**Page excerpt:**
# # # #

Now we apply what we have described to the whole _descriptions_ columns. We are using the integration between `pandas` and `tqdm` in order to keep track of progress. Also notice that we are not overwriting the previous columns (the search engine should return a polished output, not the columns pre-processed for the search engine).

In [5]:
# Lemmatization of Description and Short Description with POS tagging
# We simply assign the description columns to the transformed descriptions
places["placeDesc_post"], places["placeShortDesc_post"] = places.placeDesc.progress_apply(preprocessing_field), places.placeShortDesc.progress_apply(preprocessing_field)

  0%|          | 0/7361 [00:00<?, ?it/s]

  0%|          | 0/7361 [00:00<?, ?it/s]

## 2.1 Conjunctive query
<a id = "point_2.1"></a>

Next step is building the inverted index. In order to do that, the first step is building a so-called Term-Document matrix, which is easily built with scikit-learn, more specifically with its (very, very useful) `CountVectorizer` class. The `transform` method of the class returns a Document-Term matrix, so we need to take its transpose. For every row (a document) we will have a list (along the columns) of one-hot representations (presence or absence of a word).

We need to pass a RegEx expression to enforce the separator we have placed before: `|`. We also pass other arguments to the `__init__` method, but they are relatively straightforward.


In [6]:
# The RegEx token pattern is very simple here, it just has a single capturing group with a non-greedy quantifier and a lookahead and a lookbehind to avoid consuming "|" in the match, which is a NO-GO
# Binary = TRUE => one hot encoding representation
one_hot_vectorizer = feature_extraction.text.CountVectorizer(strip_accents=False, lowercase=False, token_pattern=r"(?<=\|)(.*?)(?=\|)", binary = True)

# # # #

**Stored data:**
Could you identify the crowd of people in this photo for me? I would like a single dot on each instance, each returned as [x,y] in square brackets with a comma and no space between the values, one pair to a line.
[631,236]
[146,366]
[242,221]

# # # #

**Required task 1:**
Name every keyword argument passed to `CountVectorizer` in the inverted-index excerpt above.
**Required task 2:**
Transcribe the inverted-index excerpt, starting with "Next step is" and going on through "are relatively straightforward.".

**Right answer 1:**
strip_accents, lowercase, token_pattern, binary

**Right answer 2:**
Next step is building the inverted index. In order to do that, the first step is building a so-called Term-Document matrix, which is easily built with scikit-learn, more specifically with its (very, very useful) `CountVectorizer` class. The `transform` method of the class returns a Document-Term matrix, so we need to take its transpose. For every row (a document) we will have a list (along the columns) of one-hot representations (presence or absence of a word).

We need to pass a RegEx expression to enforce the separator we have placed before: `|`. We also pass other arguments to the `__init__` method, but they are relatively straightforward.